Excerpted passage ->

"""

The article analyses notes-memories of Yulia Egorovna Zavoyko (1819-1892), wife of the famous Russian military leader, Admiral Vasily Stepanovich Zavoyko (1810-1898). The literary heritage of Yu. E. ...Zavoyko is regarded as an important historical source on the history of Kamchatka and the Kamchatka theatre of the Crimean war of 1853-1856. The relevance of the topic is due to the great interest that nowadays manifests itself to the historical problems of gender, first of all - to the understanding of the role of a woman in the historical process. Scientific novelty of research consists in the fact that the literary heritage of Yu. E. Zavoyko by the date has not been the subject of research. It is noted that her name is now known mainly only to professional historians and those who are interested in the history of Russia. It is reported that Yu. E. Zavoyko was born in an aristocratic family and was a relative of a whole group of famous Russian historical figures. It is emphasized that a number of memoirs and scientific works are devoted to the Kamchatka events of 1854-1855. It is stated that some works are devoted to Yu. E. Zavoyko herself and her famous husband, but her memories were not given worthy attention. It is argued that these memories favourably differ from all other works by the fact that they are written by a woman, wife and mother, and therefore do not cover the “battle” (and well-known), but the everyday, everyday side of life and defence of Petropavlovsk-Kamchatsky. It is added that their author was able to contain a fairly large amount of valuable historical, ethnographic and geographical information in a small number of written pages.

"""

Data supplied ->
"""

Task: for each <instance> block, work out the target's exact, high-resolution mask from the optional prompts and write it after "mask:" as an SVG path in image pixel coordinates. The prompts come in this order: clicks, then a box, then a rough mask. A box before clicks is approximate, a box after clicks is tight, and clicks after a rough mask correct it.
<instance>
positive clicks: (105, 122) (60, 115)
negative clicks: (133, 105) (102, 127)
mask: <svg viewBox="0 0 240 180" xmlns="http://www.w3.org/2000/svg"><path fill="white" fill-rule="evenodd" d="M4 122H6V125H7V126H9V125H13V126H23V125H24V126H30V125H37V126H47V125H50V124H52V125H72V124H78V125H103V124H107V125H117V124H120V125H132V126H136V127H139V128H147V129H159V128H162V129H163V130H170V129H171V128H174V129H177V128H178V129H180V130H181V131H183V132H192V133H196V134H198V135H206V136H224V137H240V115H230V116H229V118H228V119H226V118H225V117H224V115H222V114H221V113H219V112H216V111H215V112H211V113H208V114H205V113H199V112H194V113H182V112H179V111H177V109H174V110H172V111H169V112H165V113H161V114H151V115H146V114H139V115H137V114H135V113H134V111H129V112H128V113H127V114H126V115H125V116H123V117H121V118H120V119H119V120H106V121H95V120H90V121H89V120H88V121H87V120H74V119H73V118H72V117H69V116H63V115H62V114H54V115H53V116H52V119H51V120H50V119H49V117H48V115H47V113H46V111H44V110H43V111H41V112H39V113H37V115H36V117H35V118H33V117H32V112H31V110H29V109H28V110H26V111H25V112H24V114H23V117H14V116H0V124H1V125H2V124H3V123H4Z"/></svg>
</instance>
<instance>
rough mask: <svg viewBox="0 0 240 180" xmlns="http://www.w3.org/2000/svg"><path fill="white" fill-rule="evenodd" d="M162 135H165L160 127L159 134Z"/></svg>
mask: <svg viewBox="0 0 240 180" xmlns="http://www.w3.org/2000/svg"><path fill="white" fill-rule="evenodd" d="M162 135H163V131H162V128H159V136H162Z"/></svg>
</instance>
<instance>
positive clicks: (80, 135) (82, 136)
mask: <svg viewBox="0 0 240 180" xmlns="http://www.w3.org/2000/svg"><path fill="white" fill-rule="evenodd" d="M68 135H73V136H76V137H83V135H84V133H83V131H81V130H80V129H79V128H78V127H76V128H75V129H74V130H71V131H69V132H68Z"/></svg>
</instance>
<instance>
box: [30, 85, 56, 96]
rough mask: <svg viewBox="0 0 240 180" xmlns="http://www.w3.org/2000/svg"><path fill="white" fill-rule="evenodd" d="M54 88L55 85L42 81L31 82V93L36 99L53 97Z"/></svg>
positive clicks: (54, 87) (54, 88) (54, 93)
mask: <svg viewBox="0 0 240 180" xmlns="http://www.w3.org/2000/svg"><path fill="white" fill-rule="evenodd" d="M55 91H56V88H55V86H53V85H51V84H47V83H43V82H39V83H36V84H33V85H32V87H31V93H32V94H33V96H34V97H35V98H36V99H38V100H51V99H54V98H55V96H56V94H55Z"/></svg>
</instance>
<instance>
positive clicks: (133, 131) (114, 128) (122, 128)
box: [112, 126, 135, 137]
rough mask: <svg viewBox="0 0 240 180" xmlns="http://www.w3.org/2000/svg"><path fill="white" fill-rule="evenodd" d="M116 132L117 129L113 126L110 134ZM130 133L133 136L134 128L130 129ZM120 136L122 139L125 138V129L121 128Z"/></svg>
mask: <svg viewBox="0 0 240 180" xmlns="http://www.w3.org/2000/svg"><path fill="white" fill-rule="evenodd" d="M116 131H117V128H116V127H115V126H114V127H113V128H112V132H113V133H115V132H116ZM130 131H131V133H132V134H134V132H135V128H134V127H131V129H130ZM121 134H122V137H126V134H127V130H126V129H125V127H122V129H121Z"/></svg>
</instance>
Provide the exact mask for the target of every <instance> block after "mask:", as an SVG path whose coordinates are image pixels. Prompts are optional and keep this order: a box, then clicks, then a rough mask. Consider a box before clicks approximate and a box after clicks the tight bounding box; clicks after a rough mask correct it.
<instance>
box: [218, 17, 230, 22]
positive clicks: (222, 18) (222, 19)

"""

Brief -> According to the abstract on Yulia Zavoyko's notes-memories, what kind of family was she born into? Answer from the text alone, not from the records.

Task answer -> An aristocratic family.